◆ Work instructions ◆
1 - Rewrite the passage on the Berryessa/EduLink relationship between "But under questioning, Stelwagon" and "its software developers.", inclusive, putting "American Revolution" in place of "Civil War".
2 - Return each line of the records that contains the string "front", treating uppercase and lowercase as different.

◆ Source excerpt ◆
:::
The Berryessa/EduLink relationship began formally in early 1995 when the Berryessa Union School Board approved a four-year contract with a newly formed Los Angeles-based business called Preview Publishing Company (PPC). Under the contract, Berryessa agreed to allow district teachers to use school facilities to develop computer-based school curriculum materials at the direction of PPC, while PPC agreed to pay royalties to the district as well as compensate it for the pay of the teachers.
The electronic curriculum was the brainchild of Ron Rescigno, the superintendent of the Hueneme (pronounced "why-knee-me") School District near Oxnard in Southern California. Berryessa Superintendent Herbert Wadley worked in the Campbell Union Elementary School District in the late '80s while Rescigno served as superintendent of that district. Interestingly, Kay & Stevens Law Offices represented Campbell Union School District while Rescigno was superintendent, and it now represents both the Hueneme and Berryessa school districts.
The district's relationship with Rescigno goes back as far as late 1994, when school board minutes indicate he appeared to make a presentation at a Berryessa board meeting. "The District has entered into a technology agreement with the Hueneme School District," the minutes read. "Some of the results of this agreement have been the recent grant from the U.S. Department of Commerce as well as individual teacher electronic curriculum development."
In 1995, DV Magazine, which monitors and reviews trends in computer multimedia programs, reported that under Rescigno's direction, Hueneme's schools were "filled with 'smart classrooms' that are wired with computers and multimedia hardware and software. [One school's California Assessment Program] scores rose directly in proportion to the increase of multimedia technology used in the classrooms, soaring from the 56th percentile in 1984 to the 94th percentile in 1992."
Berryessa Assistant Superintendent Pat Stelwagon says that like in the Hueneme district, Berryessa teachers decided sometime after the Department of Commerce work to begin developing electronic curriculum for the Berryessa schools. "EduLink saw some of the work the Berryessa teachers were doing, and they asked to purchase it." Stelwagon says that Berryessa teachers developed the electronic curriculum "strictly for Berryessa" after school and on Saturdays, and they were paid by the Berryessa district "at a rate lower than their normal contract rate. I know. I signed the pay vouchers. We invoiced EduLink and EduLink paid the district directly for the teachers' work."
But under questioning, Stelwagon could only recall one piece of the computer technology ever ending up in Berryessa classrooms, an eighth-grade standard on the Civil War that did not include the pictures and technology that was supposed to be part of the EduLink electronic curriculum package. In effect, it appears that EduLink (or PPC) was renting the Berryessa teachers as its software developers.
And Stelwagon's story is contradicted by Dennis Conners, president of the California Teachers Association of Berryessa, who worked on several of the PPC/Hueneme/EduLink projects at Berryessa. Conners says that approximately 25 Berryessa teachers worked on the electronic curriculum projects at one time or another in the hope that the projects would be funded by EduLink. Conners says that Berryessa teachers got no money for this work for the first two years, saying that "we gave our time because we thought that the district would have benefited from this project, with a portion of the sales of the curriculum items [by EduLink] going back to the district and a portion going back to the teachers themselves." Conners says that Berryessa never paid the teachers for their time, but that they eventually got paid indirectly by EduLink in the past two years.
:::
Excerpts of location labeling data
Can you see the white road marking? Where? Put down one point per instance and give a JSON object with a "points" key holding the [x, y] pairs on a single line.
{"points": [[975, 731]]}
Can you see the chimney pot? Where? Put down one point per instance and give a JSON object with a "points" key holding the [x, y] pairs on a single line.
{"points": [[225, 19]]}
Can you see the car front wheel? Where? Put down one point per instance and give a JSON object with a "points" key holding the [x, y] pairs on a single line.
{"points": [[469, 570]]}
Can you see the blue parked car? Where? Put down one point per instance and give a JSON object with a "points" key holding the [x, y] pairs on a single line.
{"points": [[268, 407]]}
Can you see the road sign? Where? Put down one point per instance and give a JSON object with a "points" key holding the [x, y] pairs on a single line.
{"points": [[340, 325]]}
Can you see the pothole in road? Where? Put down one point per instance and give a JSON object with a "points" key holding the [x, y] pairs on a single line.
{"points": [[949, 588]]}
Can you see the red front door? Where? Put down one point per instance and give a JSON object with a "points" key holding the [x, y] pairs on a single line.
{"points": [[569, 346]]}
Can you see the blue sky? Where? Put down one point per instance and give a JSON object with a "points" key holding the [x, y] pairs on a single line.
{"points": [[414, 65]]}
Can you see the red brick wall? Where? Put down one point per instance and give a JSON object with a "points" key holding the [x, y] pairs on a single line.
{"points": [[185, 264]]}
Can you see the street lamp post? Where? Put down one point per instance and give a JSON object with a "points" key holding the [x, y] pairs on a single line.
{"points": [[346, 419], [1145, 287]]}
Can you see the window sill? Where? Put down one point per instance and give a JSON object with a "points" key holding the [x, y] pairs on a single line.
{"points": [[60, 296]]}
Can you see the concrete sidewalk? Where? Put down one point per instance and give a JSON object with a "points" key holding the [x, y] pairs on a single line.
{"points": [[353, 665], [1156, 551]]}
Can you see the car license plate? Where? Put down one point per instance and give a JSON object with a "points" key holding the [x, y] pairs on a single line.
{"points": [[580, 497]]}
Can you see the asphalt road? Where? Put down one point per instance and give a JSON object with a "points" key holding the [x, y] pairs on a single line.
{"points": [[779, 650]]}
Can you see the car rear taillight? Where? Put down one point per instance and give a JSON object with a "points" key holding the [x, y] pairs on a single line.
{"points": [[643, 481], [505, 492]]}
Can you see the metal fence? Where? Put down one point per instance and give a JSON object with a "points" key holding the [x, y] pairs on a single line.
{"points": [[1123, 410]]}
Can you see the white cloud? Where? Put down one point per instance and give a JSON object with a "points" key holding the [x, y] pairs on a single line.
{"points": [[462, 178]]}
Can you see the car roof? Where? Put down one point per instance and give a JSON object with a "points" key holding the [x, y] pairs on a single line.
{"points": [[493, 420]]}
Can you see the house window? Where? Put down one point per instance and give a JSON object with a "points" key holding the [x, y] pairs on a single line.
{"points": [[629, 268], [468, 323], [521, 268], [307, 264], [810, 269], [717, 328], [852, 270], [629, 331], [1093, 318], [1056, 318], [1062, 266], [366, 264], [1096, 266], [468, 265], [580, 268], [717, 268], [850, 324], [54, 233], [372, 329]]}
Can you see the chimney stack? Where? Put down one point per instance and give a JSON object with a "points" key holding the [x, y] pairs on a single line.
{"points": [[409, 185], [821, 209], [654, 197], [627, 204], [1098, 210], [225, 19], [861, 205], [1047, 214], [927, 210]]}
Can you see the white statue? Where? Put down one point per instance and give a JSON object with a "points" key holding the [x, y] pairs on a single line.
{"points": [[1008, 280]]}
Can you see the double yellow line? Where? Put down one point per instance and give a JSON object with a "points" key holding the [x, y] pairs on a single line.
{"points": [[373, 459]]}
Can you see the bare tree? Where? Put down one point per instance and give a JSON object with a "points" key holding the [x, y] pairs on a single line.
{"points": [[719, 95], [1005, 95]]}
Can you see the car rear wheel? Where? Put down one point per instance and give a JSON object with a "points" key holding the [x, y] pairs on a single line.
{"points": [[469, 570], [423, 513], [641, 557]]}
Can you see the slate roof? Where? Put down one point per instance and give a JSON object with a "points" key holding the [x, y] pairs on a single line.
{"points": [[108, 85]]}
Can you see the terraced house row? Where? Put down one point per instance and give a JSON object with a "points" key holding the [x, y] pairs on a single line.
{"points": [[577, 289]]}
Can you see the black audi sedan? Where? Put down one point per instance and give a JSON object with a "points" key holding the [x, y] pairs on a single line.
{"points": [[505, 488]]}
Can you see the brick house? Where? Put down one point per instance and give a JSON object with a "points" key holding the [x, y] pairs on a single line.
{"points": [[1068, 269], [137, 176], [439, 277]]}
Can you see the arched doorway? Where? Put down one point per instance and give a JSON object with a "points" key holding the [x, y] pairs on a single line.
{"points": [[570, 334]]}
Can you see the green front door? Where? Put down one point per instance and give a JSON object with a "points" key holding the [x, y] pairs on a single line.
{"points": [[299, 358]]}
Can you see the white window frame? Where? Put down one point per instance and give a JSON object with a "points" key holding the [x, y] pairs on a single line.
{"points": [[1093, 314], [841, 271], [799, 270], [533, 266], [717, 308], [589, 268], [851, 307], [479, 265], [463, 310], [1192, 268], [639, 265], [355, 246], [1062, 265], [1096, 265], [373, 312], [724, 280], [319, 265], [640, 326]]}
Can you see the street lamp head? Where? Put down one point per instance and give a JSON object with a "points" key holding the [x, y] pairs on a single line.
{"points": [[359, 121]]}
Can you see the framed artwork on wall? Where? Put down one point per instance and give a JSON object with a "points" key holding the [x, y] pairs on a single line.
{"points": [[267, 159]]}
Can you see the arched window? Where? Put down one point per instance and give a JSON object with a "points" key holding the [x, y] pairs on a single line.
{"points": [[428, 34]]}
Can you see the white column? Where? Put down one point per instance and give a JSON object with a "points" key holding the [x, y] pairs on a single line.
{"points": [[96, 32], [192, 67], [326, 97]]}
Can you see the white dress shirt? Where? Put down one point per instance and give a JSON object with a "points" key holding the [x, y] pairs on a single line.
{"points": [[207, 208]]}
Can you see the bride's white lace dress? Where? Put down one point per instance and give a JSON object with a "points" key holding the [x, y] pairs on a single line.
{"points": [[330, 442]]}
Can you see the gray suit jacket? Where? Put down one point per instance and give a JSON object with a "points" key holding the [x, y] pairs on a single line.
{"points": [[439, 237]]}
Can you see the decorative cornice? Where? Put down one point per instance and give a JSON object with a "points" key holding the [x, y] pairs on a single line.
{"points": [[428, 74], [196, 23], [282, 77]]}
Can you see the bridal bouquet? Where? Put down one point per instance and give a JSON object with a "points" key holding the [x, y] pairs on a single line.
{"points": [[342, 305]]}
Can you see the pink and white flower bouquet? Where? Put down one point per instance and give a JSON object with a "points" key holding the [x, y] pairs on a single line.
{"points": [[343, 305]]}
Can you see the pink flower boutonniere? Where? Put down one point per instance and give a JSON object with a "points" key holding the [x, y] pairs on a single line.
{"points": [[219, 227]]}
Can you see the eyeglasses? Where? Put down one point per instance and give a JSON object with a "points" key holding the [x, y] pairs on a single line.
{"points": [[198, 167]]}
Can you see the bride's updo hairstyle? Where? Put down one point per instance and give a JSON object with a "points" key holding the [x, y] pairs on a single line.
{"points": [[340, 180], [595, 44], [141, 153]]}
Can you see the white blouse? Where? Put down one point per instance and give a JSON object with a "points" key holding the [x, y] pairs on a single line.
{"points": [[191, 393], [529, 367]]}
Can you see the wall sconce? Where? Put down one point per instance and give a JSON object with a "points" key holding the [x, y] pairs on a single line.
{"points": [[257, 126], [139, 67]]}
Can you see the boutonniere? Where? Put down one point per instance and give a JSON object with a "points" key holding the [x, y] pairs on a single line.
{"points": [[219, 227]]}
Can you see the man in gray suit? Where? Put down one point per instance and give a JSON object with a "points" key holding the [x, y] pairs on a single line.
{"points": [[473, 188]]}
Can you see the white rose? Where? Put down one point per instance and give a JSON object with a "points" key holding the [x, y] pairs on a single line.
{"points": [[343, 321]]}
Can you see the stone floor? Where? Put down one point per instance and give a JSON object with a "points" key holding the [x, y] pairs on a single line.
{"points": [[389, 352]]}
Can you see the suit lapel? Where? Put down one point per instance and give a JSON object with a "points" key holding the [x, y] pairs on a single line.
:::
◆ Answer set ◆
1 -
But under questioning, Stelwagon could only recall one piece of the computer technology ever ending up in Berryessa classrooms, an eighth-grade standard on the American Revolution that did not include the pictures and technology that was supposed to be part of the EduLink electronic curriculum package. In effect, it appears that EduLink (or PPC) was renting the Berryessa teachers as its software developers.

2 -
Can you see the car front wheel? Where? Put down one point per instance and give a JSON object with a "points" key holding the [x, y] pairs on a single line.
Can you see the red front door? Where? Put down one point per instance and give a JSON object with a "points" key holding the [x, y] pairs on a single line.
Can you see the green front door? Where? Put down one point per instance and give a JSON object with a "points" key holding the [x, y] pairs on a single line.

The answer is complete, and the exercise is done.